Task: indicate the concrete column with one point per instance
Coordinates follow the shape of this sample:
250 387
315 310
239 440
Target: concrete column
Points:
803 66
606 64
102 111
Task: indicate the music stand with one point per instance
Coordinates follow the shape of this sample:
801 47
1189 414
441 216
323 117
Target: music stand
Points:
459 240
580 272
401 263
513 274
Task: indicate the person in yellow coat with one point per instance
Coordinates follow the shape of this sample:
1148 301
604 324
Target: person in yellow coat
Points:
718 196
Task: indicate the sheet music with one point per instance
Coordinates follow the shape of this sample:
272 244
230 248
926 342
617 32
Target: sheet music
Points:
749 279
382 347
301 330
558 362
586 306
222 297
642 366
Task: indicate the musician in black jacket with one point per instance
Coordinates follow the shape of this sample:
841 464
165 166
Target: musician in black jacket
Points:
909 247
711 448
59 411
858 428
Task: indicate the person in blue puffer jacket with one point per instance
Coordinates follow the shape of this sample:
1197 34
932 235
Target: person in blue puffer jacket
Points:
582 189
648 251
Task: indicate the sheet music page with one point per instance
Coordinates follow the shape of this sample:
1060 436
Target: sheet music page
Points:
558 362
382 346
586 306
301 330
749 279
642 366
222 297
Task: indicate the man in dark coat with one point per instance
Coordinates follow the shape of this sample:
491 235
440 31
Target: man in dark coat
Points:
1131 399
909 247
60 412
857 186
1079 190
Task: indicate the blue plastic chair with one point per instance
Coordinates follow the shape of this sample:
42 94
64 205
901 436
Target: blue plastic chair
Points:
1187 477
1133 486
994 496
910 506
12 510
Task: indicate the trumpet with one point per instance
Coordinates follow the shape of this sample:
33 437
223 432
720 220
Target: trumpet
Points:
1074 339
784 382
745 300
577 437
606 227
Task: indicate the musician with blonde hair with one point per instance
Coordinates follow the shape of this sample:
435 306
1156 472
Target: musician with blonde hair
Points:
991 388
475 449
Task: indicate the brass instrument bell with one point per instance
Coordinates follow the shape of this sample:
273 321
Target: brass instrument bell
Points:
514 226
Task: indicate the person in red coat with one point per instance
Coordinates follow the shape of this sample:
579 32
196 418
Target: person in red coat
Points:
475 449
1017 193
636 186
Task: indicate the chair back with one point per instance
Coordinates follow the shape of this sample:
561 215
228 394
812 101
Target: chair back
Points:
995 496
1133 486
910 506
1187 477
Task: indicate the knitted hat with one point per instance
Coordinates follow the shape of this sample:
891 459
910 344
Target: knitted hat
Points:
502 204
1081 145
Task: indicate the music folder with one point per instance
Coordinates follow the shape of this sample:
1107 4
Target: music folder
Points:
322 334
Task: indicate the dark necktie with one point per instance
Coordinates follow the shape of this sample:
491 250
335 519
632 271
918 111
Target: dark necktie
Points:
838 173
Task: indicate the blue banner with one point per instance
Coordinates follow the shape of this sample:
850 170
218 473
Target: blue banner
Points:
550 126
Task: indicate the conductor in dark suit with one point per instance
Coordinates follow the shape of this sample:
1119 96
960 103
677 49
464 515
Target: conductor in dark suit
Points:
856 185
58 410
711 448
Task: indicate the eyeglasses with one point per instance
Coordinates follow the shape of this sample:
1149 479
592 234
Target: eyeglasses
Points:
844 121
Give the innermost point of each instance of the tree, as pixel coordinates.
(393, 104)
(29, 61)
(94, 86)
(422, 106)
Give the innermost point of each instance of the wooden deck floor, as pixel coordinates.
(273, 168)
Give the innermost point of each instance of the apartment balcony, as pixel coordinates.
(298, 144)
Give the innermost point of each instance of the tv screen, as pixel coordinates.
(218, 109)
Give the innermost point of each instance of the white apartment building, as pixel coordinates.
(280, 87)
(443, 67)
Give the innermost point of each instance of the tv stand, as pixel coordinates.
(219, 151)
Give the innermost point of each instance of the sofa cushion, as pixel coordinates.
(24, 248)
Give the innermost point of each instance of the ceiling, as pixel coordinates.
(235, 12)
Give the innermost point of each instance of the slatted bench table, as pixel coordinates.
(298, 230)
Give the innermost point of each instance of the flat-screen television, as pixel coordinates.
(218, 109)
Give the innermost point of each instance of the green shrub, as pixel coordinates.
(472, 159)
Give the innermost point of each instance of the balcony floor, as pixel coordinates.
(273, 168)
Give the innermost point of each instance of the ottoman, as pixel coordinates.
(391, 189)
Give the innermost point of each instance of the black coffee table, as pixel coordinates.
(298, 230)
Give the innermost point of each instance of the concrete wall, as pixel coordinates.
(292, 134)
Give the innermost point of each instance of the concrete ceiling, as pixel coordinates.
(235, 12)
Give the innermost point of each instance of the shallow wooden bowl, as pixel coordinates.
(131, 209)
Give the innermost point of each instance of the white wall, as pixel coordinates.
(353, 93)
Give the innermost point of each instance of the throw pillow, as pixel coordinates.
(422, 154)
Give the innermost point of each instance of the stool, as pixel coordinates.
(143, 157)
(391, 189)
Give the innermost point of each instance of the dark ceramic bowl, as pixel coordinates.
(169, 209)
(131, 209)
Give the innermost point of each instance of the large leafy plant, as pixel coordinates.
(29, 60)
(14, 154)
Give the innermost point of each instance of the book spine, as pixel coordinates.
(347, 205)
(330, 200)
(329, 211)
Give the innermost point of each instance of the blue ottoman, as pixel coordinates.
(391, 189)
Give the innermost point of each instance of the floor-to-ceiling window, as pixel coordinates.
════════
Work required —
Copy exactly the lines of the listing above, beginning at the line with "concrete wall, as pixel coordinates." and ending at its final line; write out nothing else.

Solution —
Give the innermost point of each instance of the concrete wall, as pixel coordinates.
(292, 134)
Give the innermost point of each instance of the concrete ceiling, as pixel coordinates.
(235, 12)
Give the innermost point of each instance of the shallow wooden bowl, as pixel coordinates.
(131, 209)
Give the innermost point of each instance of the white wall, as pixel coordinates.
(353, 93)
Give the innermost point of each instance of the throw pillow, as pixel coordinates.
(422, 154)
Give the innermost point of each instance of the stool, as pixel coordinates.
(143, 157)
(391, 189)
Give the innermost point of each instance of the dark ceramic bowl, as pixel coordinates.
(169, 209)
(131, 209)
Give the innermost point of each instance of the large leafy plant, as pixel coordinates.
(29, 60)
(14, 154)
Give the innermost point of each instance of the book spine, as pixel coordinates.
(347, 205)
(330, 200)
(329, 211)
Give the innermost point of each instance of the blue ottoman, as pixel coordinates.
(391, 189)
Give the innermost point of each instance of the floor-to-ceiling window, as pixel coordinates.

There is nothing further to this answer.